* _Task to complete_: Could you carry on the diary entry about being blocked on MSN, picking up after its last line?

* _Document_:
Wednesday, April 26, 2006
colours added. then left in darkness.
dear dear diary.i'm gonna rattle on and on.whatever it is.abt what's happened and what has been going on.i dunno what to say.where to start.but i guess i gotta let this out.and guess wad.i'm very sure he kinda blocked me on msn.sighh.i really dunno how i'm feeling now.numbed.by pain and hurt and disappointment.i've been hurt and played enough.
i can give everything up.sacrifice everything.my passion.time.effort.friends.chance for pre-u.just abt everything.whenever you're unhappy abt smth, i'm willing to change.willing to give up anything.just to see you by my side again.
but now.all i ask for is another wk of badz tourney tt'll make me happy.
it's e 28th of april today.10.45pm.the above section of crapp was actually written over the past few days.bleeaaaah.oh whatever.

* _Listed entries_:
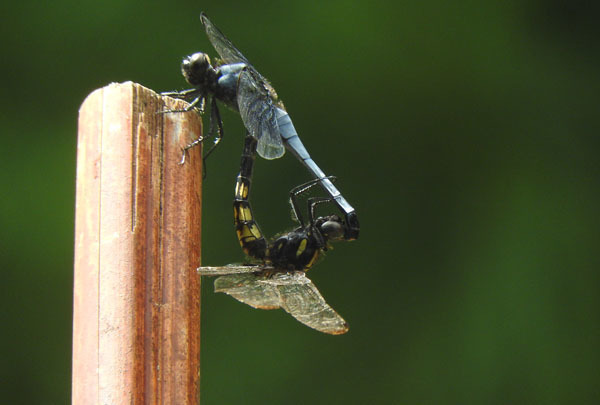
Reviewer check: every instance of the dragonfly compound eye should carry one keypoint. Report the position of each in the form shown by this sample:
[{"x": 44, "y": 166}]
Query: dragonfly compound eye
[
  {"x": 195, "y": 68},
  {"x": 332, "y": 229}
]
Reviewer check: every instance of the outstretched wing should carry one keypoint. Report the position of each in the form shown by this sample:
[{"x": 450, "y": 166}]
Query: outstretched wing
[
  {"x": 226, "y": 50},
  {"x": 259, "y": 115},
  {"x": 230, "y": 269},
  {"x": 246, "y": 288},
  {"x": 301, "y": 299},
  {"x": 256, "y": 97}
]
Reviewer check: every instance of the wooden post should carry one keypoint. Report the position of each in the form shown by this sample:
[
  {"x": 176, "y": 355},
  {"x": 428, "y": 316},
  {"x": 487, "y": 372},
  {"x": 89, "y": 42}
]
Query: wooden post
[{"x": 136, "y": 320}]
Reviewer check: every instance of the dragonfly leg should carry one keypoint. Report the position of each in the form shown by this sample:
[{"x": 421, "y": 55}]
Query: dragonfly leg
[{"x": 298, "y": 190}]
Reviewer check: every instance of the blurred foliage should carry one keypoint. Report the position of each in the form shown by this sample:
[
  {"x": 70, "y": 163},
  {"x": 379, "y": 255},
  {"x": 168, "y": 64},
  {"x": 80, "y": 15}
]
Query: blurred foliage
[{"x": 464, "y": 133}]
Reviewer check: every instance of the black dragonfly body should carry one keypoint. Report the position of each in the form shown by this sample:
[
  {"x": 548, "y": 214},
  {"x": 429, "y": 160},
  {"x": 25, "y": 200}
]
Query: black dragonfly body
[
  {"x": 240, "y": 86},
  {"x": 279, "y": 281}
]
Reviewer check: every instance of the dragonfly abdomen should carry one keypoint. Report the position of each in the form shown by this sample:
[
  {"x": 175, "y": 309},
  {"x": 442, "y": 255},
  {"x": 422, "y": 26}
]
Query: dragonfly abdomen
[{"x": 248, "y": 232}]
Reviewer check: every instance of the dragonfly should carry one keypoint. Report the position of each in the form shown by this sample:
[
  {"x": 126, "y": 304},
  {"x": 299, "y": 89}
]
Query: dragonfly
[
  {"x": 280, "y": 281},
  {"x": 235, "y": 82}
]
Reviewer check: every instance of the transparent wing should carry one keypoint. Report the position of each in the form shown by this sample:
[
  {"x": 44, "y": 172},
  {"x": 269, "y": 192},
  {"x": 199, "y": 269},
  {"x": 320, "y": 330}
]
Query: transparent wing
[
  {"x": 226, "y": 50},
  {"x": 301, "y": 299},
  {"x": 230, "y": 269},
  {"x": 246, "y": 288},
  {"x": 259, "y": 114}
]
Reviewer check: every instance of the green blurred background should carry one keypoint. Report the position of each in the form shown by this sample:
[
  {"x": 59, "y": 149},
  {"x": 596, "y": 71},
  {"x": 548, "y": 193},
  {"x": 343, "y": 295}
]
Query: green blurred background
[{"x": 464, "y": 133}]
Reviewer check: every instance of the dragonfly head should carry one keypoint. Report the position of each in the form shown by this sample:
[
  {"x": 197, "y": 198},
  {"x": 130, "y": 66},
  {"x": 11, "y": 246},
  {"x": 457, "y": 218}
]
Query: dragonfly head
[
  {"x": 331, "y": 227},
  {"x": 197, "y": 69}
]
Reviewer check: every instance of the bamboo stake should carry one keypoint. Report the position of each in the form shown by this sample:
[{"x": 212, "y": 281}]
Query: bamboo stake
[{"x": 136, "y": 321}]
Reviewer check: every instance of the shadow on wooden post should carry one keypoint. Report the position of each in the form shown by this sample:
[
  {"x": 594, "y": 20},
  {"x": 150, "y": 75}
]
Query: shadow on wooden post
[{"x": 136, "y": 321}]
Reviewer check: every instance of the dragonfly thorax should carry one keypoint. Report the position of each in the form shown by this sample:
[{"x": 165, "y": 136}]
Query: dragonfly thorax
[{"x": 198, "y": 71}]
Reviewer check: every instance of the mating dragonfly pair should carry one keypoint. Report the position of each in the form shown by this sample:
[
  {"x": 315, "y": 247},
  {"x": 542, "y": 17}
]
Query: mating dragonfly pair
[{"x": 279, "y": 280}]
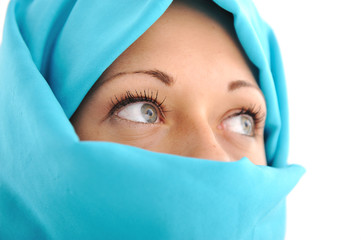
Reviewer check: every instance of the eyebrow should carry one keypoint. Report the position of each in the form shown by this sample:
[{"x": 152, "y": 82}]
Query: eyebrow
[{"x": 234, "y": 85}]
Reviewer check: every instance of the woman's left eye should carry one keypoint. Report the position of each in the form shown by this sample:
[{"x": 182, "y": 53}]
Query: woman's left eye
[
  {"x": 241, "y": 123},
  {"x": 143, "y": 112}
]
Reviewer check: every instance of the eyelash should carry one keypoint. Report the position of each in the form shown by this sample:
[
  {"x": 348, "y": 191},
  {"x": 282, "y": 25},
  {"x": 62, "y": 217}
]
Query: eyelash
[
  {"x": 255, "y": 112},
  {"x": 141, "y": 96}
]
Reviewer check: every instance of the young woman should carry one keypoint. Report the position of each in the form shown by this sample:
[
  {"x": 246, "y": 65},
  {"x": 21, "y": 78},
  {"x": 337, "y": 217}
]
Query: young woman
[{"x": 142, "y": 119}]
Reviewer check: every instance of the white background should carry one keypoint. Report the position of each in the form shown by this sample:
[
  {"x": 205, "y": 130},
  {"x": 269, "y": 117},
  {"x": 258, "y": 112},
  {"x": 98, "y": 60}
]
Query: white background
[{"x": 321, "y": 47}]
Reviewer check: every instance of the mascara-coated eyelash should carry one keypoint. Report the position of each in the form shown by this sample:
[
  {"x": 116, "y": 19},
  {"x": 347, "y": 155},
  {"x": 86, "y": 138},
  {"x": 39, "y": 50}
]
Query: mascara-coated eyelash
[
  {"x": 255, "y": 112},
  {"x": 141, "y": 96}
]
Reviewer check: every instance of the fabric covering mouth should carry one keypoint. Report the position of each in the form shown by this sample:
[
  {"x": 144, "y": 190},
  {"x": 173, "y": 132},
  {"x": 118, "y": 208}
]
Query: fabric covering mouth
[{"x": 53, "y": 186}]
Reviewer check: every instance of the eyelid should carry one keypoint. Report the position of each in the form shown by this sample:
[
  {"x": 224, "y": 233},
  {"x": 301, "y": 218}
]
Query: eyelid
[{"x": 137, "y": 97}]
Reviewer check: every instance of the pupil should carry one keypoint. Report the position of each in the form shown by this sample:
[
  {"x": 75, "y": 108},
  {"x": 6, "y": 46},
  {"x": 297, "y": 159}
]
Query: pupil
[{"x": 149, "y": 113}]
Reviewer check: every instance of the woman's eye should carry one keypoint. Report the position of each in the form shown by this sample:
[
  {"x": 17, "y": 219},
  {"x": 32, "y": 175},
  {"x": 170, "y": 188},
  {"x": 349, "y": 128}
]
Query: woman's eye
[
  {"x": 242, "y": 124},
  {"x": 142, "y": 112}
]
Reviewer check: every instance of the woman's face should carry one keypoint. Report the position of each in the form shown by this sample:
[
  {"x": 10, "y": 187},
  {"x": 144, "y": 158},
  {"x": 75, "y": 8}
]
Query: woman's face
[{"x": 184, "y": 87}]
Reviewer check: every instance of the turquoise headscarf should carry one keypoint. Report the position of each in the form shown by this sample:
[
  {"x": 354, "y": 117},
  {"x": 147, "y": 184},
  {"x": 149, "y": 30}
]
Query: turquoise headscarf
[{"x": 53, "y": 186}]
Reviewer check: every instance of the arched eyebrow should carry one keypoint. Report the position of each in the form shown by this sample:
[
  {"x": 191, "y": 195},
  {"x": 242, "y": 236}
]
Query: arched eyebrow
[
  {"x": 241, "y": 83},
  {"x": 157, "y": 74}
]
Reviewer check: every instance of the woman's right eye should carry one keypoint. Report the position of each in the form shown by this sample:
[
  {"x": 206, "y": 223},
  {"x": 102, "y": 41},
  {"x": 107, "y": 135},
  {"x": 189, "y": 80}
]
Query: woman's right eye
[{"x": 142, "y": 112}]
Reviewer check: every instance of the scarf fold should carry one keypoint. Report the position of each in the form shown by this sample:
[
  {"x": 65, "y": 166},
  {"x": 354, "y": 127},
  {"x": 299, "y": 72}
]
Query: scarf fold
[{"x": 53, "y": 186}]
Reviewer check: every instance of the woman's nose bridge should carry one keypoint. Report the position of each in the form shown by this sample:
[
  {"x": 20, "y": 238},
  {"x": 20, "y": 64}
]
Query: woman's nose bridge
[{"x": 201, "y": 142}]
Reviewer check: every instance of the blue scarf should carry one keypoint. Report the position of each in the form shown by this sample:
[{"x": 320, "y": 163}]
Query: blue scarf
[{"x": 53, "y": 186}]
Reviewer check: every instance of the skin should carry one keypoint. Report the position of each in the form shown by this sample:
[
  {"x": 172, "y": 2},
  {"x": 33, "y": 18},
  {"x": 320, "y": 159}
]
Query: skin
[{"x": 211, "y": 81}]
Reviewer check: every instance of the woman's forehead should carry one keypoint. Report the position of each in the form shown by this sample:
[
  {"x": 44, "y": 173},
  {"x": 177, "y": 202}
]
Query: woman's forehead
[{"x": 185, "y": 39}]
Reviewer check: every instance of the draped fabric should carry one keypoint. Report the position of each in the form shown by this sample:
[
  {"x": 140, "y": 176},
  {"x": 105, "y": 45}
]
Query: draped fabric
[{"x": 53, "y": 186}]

* _Solved problem_:
so many things happened over the past wk.and i'm feeling really tired.stressed out.i'm really tired of having to think abt what he's doing. whether my actions will piss him off or things like tt.whether i'm gonna hav another blow from him-physically or mentally.i just feel tt i'm no longer someone in his heart anymore. no longer someone he really cherishes. no longer... i dunno dear diary. i dunno! i seem to break down whenever i think of him- the cold way he treats me.the hurt he brought me.the promises and words he said to me.that he'll be there for me, tt i'm e one he wants to be for e rest of his life, tt
he loves me.
dear diary, i can't go on this way. i can't. it's too much for me. i wanna be happy again. i wanna feel special again. i wanna be cared for. i need his warm arms ard me again. to tell me tt i'm someone special, tt i'm a part in his life. but does he ever say tt to me anymore? NO. the ans is NO.
the above post is crapp.ignore.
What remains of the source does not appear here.